What is Arteriosclerosis, Hardening of the Arteries?
Written by Mike Cohen
Monday, 05 October 2009
Arteriosclerosis refers to fatty deposits formed under the inner lining of the blood vessels. The walls of the vessels become thick and less elastic. The thickened areas are called plaque.
What is going on in the body?
Arteriosclerosis occurs when fatty substances, cholesterol, cellular waste products, calcium, and other materials build up on the inside lining of the arteries. The buildup is more likely to be in parts of the artery that have been injured. It usually occurs where the artery bends or branches. Once plaque builds up, it may cause the cells in the artery lining to make chemicals that cause more plaque buildup.
Two problems can result from the plaque.
- First, the blood vessel can become narrow, preventing blood flow to the area served by the artery. For example, if an artery to the heart becomes 80% to 90% blocked, a person can develop chest pain.
- Second, the plaque can rupture and send a blood clot streaming through the artery. A blood clot that goes to other parts of the body is called an embolus. The embolus can be deposited in a smaller area of the artery or in another artery, completely cutting off the blood supply. This blockage can cause a heart attack, stroke, pulmonary embolus, or other serious medical problem.
What are the causes and risks of the disease?
There are several factors that increase a person's risk of developing arteriosclerosis, such as:
- cigarette smoking and secondhand smoke
- high blood cholesterol, especially a high level of LDL, the bad carrier for cholesterol
- high blood pressure
- high levels of triglycerides in the blood
- increased age
- lack of exercise
- male gender
What are the treatments for the disease?
Treatment of arteriosclerosis focuses on lowering a person's coronary risk factors. Lowering blood cholesterol, controlling high blood pressure, and stopping smoking can stabilize plaque. However, these steps may not reverse the process.
A low dose of aspirin taken on a regular basis seems to reduce the development of atherosclerosis and plaque.
Arteriosclerosis that progresses far enough to cause symptoms may require surgery. Surgery can remove or bypass plaque in the arteries that supply the brain, heart, kidneys, or legs. Angioplasty is a procedure in which a small balloon is inserted into an area of plaque. Then the balloon is inflated. When the balloon is deflated and removed, the opening within the artery is larger. This improves the blood supply.
What are the side effects of the treatments?
Medicines used to treat medical conditions may cause allergic reactions. Surgery carries a risk of bleeding, infection, and allergic reaction to anesthesia.
What happens after treatment for the disease?
Most people who have atherosclerosis are encouraged to begin a regular exercise program. A person who has arteriosclerosis should make every effort to reduce coronary risk factors. This may include smoking cessation, control of chronic diseases and conditions, and a diet for preventing heart disease. Medicines may need to be adjusted to achieve the best response.

Supplied material »
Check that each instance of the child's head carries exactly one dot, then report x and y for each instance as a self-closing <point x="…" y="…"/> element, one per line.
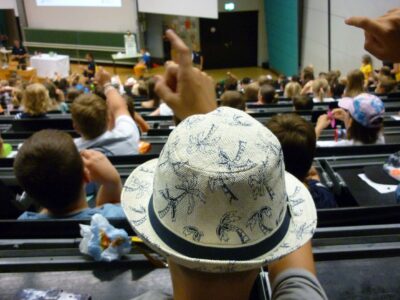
<point x="292" y="90"/>
<point x="320" y="88"/>
<point x="36" y="99"/>
<point x="303" y="102"/>
<point x="366" y="59"/>
<point x="267" y="94"/>
<point x="297" y="138"/>
<point x="385" y="85"/>
<point x="364" y="118"/>
<point x="90" y="116"/>
<point x="355" y="83"/>
<point x="233" y="99"/>
<point x="49" y="168"/>
<point x="251" y="92"/>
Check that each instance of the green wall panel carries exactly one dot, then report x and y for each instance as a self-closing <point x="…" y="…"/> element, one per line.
<point x="282" y="23"/>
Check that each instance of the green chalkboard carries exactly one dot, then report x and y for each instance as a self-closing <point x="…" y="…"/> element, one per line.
<point x="86" y="38"/>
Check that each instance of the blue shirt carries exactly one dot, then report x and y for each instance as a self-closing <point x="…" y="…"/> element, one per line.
<point x="323" y="198"/>
<point x="107" y="210"/>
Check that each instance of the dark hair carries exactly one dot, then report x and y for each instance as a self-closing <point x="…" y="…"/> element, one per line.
<point x="303" y="102"/>
<point x="49" y="168"/>
<point x="90" y="114"/>
<point x="251" y="92"/>
<point x="298" y="140"/>
<point x="230" y="84"/>
<point x="233" y="99"/>
<point x="363" y="134"/>
<point x="268" y="93"/>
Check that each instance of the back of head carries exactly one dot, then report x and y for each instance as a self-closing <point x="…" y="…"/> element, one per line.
<point x="36" y="99"/>
<point x="72" y="94"/>
<point x="320" y="88"/>
<point x="386" y="85"/>
<point x="292" y="90"/>
<point x="268" y="93"/>
<point x="233" y="99"/>
<point x="251" y="92"/>
<point x="355" y="83"/>
<point x="90" y="115"/>
<point x="297" y="138"/>
<point x="49" y="168"/>
<point x="303" y="102"/>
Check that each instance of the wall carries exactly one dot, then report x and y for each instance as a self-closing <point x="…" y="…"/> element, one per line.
<point x="9" y="4"/>
<point x="347" y="42"/>
<point x="283" y="35"/>
<point x="103" y="19"/>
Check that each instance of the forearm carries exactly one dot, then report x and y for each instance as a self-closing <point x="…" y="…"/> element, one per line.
<point x="116" y="104"/>
<point x="302" y="258"/>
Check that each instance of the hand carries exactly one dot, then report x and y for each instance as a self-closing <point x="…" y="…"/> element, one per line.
<point x="102" y="77"/>
<point x="339" y="114"/>
<point x="323" y="122"/>
<point x="99" y="169"/>
<point x="186" y="90"/>
<point x="382" y="35"/>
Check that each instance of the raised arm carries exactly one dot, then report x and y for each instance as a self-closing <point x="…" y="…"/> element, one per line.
<point x="186" y="90"/>
<point x="116" y="104"/>
<point x="382" y="35"/>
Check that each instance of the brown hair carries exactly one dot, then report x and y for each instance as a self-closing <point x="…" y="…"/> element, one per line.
<point x="267" y="93"/>
<point x="36" y="99"/>
<point x="49" y="168"/>
<point x="320" y="88"/>
<point x="363" y="134"/>
<point x="233" y="99"/>
<point x="90" y="115"/>
<point x="303" y="102"/>
<point x="298" y="140"/>
<point x="355" y="84"/>
<point x="292" y="90"/>
<point x="251" y="92"/>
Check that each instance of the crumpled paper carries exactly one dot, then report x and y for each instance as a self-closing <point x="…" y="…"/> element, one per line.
<point x="103" y="241"/>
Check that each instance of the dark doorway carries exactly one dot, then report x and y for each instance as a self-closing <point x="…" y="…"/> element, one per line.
<point x="230" y="41"/>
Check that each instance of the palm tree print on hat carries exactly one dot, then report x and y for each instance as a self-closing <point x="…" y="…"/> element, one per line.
<point x="259" y="183"/>
<point x="223" y="181"/>
<point x="204" y="141"/>
<point x="226" y="225"/>
<point x="141" y="211"/>
<point x="235" y="164"/>
<point x="258" y="218"/>
<point x="194" y="232"/>
<point x="137" y="186"/>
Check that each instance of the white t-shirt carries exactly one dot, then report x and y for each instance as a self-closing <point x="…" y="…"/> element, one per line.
<point x="325" y="100"/>
<point x="165" y="110"/>
<point x="122" y="140"/>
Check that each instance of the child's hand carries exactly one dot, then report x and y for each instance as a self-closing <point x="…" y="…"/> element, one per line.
<point x="186" y="90"/>
<point x="339" y="114"/>
<point x="382" y="35"/>
<point x="99" y="169"/>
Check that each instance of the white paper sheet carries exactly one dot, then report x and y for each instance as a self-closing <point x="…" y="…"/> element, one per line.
<point x="380" y="188"/>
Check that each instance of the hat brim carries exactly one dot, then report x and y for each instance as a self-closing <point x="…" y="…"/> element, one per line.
<point x="136" y="196"/>
<point x="378" y="175"/>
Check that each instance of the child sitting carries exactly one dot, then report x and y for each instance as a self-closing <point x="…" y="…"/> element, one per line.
<point x="362" y="117"/>
<point x="297" y="138"/>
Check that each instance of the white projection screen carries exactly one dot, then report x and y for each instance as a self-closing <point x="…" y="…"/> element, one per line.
<point x="84" y="17"/>
<point x="83" y="3"/>
<point x="190" y="8"/>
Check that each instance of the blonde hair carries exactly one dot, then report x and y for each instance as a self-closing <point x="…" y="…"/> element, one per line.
<point x="292" y="89"/>
<point x="36" y="99"/>
<point x="320" y="88"/>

Requirement A » Translate this sentence from the arteriosclerosis article into Spanish: "The walls of the vessels become thick and less elastic."
Requirement B » Write out the stretch of the arteriosclerosis article from "Treatment of arteriosclerosis" through "atherosclerosis and plaque.".
The rows have nothing to do with the arteriosclerosis article.

Exercise solution A » Las paredes de los vasos se vuelven gruesas y menos elásticas.

Exercise solution B »
Treatment of arteriosclerosis focuses on lowering a person's coronary risk factors. Lowering blood cholesterol, controlling high blood pressure, and stopping smoking can stabilize plaque. However, these steps may not reverse the process.
A low dose of aspirin taken on a regular basis seems to reduce the development of atherosclerosis and plaque.